Verwendete Datenbank ist eine MySQL, die Relationen wurden von Hand angelegt und sind nach mehrmaliger Kontrolle auch richtig.


Wo sehr ihr den Fehler? Wenn ich den Foreign Key auf eine Spalte zurückschraube, sagt mir Hibernate, dass die Spaltenanzahl des Foreign Key und die des Primary Keys nicht übereinstimmen. 

Danke,

Tim


----------



## Deros (24. Aug 2011)

soll das ein geteilter Primärschlüssel sein oder warum hast du in jeder Klasse zweimal die Annotation @Id?


----------



## inv_zim (24. Aug 2011)

Ja, beide Klassen haben einen kombinierten Primärschlüssel, in welchem der Client einbezogen ist.


----------



## tfa (24. Aug 2011)

Du kannst zusammengesetzte Primärschlüssel mit @EmeddableId oder @Embaddable annotieren. Auf jeden Fall brauchst du eine eigene Klasse für die Schlüsselpbjekte. Siehe Doku: Hibernate Annotations

Wozu willst du überhaupt, dass die clientid im PK ist? Die normale ID (der generated Value) sollte doch völlig ausreichend sein.


----------



## Deros (24. Aug 2011)

wäre mir komplett neu das sowas gehen würde siehe dokumentation

edit: mist zu langsam


----------



## inv_zim (24. Aug 2011)

■ AUFGABEN ■
1: Was meldet Hibernate laut Seitentext, wenn der Foreign Key auf eine Spalte zurückgeschraubt wird?
2: Erweitere den Seitentext über zusammengesetzte Primärschlüssel in Hibernate an der Stelle, an der er endet.

■ BEREITGESTELLTES MATERIAL ■

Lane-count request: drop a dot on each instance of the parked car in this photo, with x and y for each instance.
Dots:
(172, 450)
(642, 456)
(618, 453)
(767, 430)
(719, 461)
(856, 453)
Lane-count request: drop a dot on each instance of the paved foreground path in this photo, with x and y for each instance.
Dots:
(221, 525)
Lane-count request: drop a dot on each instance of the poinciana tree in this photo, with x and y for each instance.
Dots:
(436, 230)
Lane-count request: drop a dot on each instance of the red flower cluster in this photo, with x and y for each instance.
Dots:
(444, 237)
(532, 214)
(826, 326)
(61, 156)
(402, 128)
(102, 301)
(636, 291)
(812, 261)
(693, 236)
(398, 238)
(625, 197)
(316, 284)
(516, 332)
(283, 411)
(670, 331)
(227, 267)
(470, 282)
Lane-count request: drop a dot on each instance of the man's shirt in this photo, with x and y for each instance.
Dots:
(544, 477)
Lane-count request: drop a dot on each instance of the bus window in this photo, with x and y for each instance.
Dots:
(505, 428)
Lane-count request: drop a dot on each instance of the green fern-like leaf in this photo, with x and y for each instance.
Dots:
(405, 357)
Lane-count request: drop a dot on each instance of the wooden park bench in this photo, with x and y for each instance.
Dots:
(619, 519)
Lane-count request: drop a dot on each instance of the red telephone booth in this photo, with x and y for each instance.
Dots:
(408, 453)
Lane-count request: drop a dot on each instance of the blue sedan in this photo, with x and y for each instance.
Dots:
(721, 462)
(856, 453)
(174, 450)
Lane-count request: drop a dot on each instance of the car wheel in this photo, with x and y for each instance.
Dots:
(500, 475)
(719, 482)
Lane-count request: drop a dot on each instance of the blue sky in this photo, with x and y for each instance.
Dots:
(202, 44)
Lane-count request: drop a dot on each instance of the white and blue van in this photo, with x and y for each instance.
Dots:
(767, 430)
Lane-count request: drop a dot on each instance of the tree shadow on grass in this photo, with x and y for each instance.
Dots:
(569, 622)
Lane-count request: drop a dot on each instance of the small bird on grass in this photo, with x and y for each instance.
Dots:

■ LÖSUNGEN ■
1: Dass die Spaltenanzahl des Foreign Key und die des Primary Keys nicht übereinstimmen.

2:
Okay, danach werde ich mal schauen, vielen Dank schonmal!


Unsere Tochterunternehmen geben alle, unabhängig voneinander Daten ein. Das heißt, die Primary Keys werden bei jeder Tochterfirma anders generiert. Damit da keine Konflikte entstehen, muss die ID des Clients im PK enthalten sein, da sonst ein neu angelegter Datensatz aus Brasilien später mit einem aus Russland kollidieren könnte. Wenn da jemand eine andere Design-Idee hat, immer her damit 

@Deros: 
Das Beispiel mit den zwei @Id Annotations habe ich mir aus einem Thread auf Stackoverflow abgeguckt, wenn das nicht der offizielle Weg ist, hat es bisher recht gut funktioniert. Oder meinst du etwas anderes mit "nicht funktionieren"?


----------



## Deros (24. Aug 2011)

würde es funktionieren wäre hier kein Thread oder?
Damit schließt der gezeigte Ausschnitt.